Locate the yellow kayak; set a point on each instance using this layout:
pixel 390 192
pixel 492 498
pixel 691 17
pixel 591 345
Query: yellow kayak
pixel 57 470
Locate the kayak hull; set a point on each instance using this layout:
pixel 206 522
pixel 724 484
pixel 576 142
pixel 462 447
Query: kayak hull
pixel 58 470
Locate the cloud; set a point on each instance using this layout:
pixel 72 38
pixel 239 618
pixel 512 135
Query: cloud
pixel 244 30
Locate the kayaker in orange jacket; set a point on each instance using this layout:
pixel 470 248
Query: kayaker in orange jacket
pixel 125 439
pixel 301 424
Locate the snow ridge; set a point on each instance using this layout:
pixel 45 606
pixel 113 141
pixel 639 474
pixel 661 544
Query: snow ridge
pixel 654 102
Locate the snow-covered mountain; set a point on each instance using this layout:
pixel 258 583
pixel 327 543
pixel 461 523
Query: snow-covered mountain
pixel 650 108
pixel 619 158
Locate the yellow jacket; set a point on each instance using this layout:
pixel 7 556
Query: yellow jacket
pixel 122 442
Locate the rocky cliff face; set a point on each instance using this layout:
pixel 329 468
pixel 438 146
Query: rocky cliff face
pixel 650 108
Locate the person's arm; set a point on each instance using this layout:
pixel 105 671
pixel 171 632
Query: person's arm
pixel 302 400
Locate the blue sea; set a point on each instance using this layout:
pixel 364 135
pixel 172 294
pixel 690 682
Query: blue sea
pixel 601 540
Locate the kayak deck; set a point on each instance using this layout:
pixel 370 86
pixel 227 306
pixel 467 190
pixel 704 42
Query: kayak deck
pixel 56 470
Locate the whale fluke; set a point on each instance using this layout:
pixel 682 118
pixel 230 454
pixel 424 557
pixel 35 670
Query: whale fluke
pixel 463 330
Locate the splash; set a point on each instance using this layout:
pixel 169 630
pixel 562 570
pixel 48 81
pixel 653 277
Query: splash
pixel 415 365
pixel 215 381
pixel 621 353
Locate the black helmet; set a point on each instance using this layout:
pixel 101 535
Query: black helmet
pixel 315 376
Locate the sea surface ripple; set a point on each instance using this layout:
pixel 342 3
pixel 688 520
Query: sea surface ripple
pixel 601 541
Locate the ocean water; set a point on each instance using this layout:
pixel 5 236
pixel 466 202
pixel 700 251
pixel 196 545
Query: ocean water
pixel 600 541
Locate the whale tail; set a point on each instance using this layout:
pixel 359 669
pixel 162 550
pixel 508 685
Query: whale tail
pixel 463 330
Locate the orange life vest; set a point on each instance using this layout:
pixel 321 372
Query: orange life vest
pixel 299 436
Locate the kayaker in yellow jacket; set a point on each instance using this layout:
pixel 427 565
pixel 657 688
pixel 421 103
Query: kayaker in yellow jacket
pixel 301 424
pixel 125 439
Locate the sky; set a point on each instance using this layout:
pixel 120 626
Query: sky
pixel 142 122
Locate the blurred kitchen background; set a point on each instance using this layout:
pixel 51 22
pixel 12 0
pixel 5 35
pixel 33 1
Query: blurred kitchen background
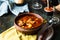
pixel 7 19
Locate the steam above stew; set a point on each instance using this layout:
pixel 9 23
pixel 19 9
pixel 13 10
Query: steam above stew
pixel 29 21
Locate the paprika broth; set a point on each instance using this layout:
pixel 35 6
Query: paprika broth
pixel 29 21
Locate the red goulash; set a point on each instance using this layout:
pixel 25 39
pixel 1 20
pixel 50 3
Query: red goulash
pixel 29 22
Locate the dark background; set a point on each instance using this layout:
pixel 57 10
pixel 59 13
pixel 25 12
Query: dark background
pixel 7 20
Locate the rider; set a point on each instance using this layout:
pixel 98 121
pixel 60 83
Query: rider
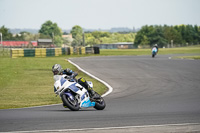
pixel 156 46
pixel 57 70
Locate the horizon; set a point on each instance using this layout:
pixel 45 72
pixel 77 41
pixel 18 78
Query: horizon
pixel 98 14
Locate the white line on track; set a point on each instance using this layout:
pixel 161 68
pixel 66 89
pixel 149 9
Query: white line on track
pixel 164 127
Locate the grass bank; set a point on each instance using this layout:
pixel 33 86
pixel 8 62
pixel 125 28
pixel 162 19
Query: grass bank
pixel 182 50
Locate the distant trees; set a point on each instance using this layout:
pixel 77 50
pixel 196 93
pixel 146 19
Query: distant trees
pixel 147 36
pixel 99 37
pixel 6 34
pixel 163 35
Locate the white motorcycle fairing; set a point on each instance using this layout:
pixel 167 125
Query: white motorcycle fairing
pixel 66 87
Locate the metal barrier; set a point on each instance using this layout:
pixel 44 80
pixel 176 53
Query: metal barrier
pixel 46 52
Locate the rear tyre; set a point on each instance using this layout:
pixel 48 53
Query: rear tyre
pixel 100 104
pixel 71 104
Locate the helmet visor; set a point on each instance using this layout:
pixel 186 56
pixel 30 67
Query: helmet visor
pixel 56 72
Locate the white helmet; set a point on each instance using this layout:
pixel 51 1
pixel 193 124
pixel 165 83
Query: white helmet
pixel 56 69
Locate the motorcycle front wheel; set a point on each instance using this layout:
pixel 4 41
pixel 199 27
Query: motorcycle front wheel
pixel 70 103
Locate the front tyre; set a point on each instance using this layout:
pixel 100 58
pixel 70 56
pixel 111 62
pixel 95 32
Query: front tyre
pixel 70 103
pixel 100 104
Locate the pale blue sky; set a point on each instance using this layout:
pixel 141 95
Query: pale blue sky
pixel 98 14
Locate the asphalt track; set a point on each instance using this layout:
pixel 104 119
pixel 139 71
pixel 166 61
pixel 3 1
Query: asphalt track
pixel 146 91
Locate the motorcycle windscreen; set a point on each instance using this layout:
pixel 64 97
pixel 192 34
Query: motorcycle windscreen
pixel 74 88
pixel 87 103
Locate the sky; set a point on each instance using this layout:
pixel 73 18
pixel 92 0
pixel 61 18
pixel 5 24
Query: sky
pixel 98 14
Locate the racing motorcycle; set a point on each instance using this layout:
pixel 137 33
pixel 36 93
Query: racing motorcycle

과제 안내: 위의 행 중에서 "Locate the horizon;"이 들어 있는 줄부터 "pixel 71 104"가 들어 있는 줄까지, 양쪽 끝 줄을 포함해 한 글자도 바꾸지 말고 옮겨 쓰세요.

연습 문제 정답:
Locate the horizon; set a point on each instance using this layout:
pixel 45 72
pixel 77 41
pixel 18 78
Query: horizon
pixel 98 14
Locate the white line on track; set a point on each instance using this layout:
pixel 161 68
pixel 66 89
pixel 149 9
Query: white line on track
pixel 164 127
Locate the grass bank; set a point on each instance using this layout:
pixel 33 86
pixel 8 62
pixel 125 28
pixel 162 19
Query: grass bank
pixel 182 50
Locate the distant trees; set a point on each instance using this layout:
pixel 77 50
pixel 196 93
pixel 146 19
Query: distant trees
pixel 147 36
pixel 99 37
pixel 6 34
pixel 163 35
Locate the white motorcycle fairing; set a point on each instance using this layout:
pixel 167 125
Query: white motorcycle fairing
pixel 66 87
Locate the metal barrier; set a point on each instance using this layout:
pixel 44 80
pixel 176 53
Query: metal barrier
pixel 46 52
Locate the rear tyre; set a point on each instance using this layout:
pixel 48 53
Query: rear tyre
pixel 100 104
pixel 71 104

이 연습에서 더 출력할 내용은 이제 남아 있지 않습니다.